[Records contained in a dataset]
━━━━━━━━

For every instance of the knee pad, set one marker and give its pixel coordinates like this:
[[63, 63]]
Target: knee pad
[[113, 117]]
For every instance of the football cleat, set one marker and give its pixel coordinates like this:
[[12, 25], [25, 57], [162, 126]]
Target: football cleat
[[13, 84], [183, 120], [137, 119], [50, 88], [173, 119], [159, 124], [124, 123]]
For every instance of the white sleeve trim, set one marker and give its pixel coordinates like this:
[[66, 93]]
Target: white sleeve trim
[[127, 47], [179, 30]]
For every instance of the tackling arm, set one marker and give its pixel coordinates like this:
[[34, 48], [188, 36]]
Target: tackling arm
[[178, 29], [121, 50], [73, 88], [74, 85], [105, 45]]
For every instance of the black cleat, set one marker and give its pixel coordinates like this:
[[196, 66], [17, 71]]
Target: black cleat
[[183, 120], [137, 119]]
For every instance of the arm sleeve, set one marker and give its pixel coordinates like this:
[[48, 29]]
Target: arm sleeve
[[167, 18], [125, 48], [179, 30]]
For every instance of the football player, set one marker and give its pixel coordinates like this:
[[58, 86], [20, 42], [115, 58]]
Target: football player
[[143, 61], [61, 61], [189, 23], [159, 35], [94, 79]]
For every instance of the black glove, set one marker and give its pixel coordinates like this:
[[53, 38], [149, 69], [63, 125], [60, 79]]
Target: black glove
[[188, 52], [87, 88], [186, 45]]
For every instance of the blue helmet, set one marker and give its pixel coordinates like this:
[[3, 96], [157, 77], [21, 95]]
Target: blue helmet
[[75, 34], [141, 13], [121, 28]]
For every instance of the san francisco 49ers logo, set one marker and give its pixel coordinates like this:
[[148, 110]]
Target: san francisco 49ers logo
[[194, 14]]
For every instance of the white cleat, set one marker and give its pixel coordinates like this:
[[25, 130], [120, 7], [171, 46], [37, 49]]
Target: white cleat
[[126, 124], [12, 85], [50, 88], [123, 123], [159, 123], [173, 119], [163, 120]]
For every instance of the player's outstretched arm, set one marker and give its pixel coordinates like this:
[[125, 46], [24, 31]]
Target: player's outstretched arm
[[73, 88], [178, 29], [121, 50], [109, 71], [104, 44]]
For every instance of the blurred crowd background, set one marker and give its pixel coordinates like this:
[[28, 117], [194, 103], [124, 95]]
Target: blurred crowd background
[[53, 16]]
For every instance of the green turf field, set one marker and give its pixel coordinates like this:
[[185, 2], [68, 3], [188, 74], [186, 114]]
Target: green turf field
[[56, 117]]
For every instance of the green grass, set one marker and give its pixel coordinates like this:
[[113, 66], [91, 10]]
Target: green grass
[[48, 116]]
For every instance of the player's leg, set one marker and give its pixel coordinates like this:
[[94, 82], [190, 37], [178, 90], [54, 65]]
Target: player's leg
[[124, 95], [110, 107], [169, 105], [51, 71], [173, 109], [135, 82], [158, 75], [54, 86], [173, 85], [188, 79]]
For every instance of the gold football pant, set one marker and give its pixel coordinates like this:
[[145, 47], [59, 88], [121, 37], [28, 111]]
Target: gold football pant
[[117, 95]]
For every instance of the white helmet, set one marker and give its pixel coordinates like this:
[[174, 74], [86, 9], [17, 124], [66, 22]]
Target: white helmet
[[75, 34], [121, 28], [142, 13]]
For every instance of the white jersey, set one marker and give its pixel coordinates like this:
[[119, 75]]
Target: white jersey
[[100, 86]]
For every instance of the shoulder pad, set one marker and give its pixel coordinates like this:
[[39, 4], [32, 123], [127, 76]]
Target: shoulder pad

━━━━━━━━

- **TASK INSTRUCTIONS**
Write out every line of the entries that holds the word "shoulder".

- **TASK RESPONSE**
For every instance of the shoulder pad, set one marker and give its pixel coordinates like this:
Target: shoulder pad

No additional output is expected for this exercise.